ПРЕДЛОЖЕННЫЙ ФРАГМЕНТ.

· · ·

Однозначно определить чувства невозможно. Некоторые, например радость, способны принести боль почти такую же, как и счастье. Другие, например долг, просто безмолвно присутствуют в нашей жизни, делая ее более сложной, но в то же время и более достойной и созвучной нашим ценностям.
«Очень немногие примеры счастья, описанные в автобиографической и художественной литературе, можно оценить психологическими или неврологическими методами. Современные методы оценки счастья охватывают преимущественно философские и религиозные взгляды на природу счастья и на ту роль, какую счастье играет в жизни человека», — пишет философ из Гарварда Сиссела Бок в своей книге «Исследуя счастье».
И действительно, опыт родительства остро вскрывает всю поверхностность нашей одержимости счастьем, которая обычно заставляет нас стремиться к удовольствиям и наслаждениям. Воспитание детей заставляет нас переоценить эту одержимость и переопределить (или хотя бы расширить) фундаментальные представления о том, что такое счастье.
То, к чему американцев постоянно призывают стремиться, оказывается ложным убеждением. (Вспомните фразу из фильма «Индиана Джонс в поисках утраченного ковчега»: «Они копают не в том месте».) В родительстве — в процессе осознания своей новой роли в эпоху, когда ребенок превратился в величайшую драгоценность, в процессе исполнения своей роли в культуре, которая почти не обеспечивает поддержки работающих и неработающих родителей, — нам стоит задаться вопросом: а в том ли месте мы копаем и что именно мы находим?
Давайте начнем с радости. Не только Мэрилин использовала это слово для описания своего родительского опыта. Об этом говорили практически все родители. Но ни один человек не продумывал идею радости так тщательно и серьезно, как Джордж Вейллант.
Вейллант — психиатр по образованию и поэт-философ по характеру. Он на протяжении нескольких десятилетий руководил одним из самых продолжительных и амбициозных исследований в области социологии — исследования Гранта.
С 1939 года ученые изучали одну и ту же группу — тех, кто в том году поступил в Гарвард. Ученые собирали информацию обо всех аспектах их жизни (к этому времени и смерти). Неудивительно, что Вейллант анализирует счастье в перспективе, не сосредоточиваясь на сиюминутности.
«Жизни этих людей были слишком человечными для науки, — написал он о тех, кто принял участие в исследовании, — слишком прекрасными, чтобы выразить их в цифрах, слишком печальными для диагностики и слишком бессмертными для сухих профессиональных журналов».

· · ·

ИСХОДНЫЕ ДАННЫЕ.
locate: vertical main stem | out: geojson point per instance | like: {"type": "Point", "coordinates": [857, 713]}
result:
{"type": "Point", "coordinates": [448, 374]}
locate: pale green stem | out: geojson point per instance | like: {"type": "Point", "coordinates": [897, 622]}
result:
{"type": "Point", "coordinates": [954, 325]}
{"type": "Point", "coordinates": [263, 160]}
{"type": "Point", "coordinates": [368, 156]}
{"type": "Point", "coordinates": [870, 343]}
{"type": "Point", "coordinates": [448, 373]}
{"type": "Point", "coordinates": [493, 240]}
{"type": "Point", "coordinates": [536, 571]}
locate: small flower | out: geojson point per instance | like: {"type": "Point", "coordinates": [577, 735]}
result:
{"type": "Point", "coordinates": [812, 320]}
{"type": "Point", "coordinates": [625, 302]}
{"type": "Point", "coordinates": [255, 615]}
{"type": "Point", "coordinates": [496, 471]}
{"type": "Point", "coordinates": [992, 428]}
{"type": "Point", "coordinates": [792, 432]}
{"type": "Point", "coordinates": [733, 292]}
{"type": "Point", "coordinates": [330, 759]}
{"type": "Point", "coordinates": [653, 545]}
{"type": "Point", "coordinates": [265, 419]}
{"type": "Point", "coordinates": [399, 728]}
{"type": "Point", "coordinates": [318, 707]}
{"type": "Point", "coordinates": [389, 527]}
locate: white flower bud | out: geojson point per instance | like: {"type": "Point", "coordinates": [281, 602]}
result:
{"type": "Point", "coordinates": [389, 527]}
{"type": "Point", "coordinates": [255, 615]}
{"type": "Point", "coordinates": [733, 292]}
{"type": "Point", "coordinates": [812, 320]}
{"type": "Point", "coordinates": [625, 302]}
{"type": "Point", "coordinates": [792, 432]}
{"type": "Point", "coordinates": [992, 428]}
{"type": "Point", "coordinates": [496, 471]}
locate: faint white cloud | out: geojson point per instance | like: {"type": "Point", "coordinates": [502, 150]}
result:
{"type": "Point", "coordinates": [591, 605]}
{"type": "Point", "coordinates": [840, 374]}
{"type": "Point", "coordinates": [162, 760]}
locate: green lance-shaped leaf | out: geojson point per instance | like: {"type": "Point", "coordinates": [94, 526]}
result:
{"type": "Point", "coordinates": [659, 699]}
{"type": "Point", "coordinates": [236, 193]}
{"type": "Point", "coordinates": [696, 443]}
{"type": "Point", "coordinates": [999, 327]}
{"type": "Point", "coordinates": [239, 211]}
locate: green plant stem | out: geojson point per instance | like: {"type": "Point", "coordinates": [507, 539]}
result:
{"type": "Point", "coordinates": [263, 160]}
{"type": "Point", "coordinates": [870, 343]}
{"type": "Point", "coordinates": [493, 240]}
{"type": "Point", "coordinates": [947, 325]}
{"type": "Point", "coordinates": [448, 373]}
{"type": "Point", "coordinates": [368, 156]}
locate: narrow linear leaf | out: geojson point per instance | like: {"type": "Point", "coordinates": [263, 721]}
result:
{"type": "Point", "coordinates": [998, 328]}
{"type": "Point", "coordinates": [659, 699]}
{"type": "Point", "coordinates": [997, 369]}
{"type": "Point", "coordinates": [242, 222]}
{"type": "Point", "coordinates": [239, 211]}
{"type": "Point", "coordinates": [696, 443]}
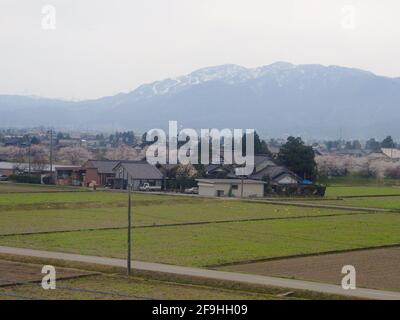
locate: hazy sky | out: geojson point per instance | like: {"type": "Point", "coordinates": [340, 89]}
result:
{"type": "Point", "coordinates": [102, 47]}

· · ·

НЕОБХОДИМЫЕ ДЕЙСТВИЯ.
1/ Какую группу с 1939 года изучали ученые, согласно фрагменту о счастье?
2/ Пожалуйста, выпишите дословно из фрагмента о счастье отрывок от «Однозначно определить чувства» до «созвучной нашим ценностям.».

ОТВЕТЫ НИЖЕ.
1/ Тех, кто в 1939 году поступил в Гарвард.

2/
Однозначно определить чувства невозможно. Некоторые, например радость, способны принести боль почти такую же, как и счастье. Другие, например долг, просто безмолвно присутствуют в нашей жизни, делая ее более сложной, но в то же время и более достойной и созвучной нашим ценностям.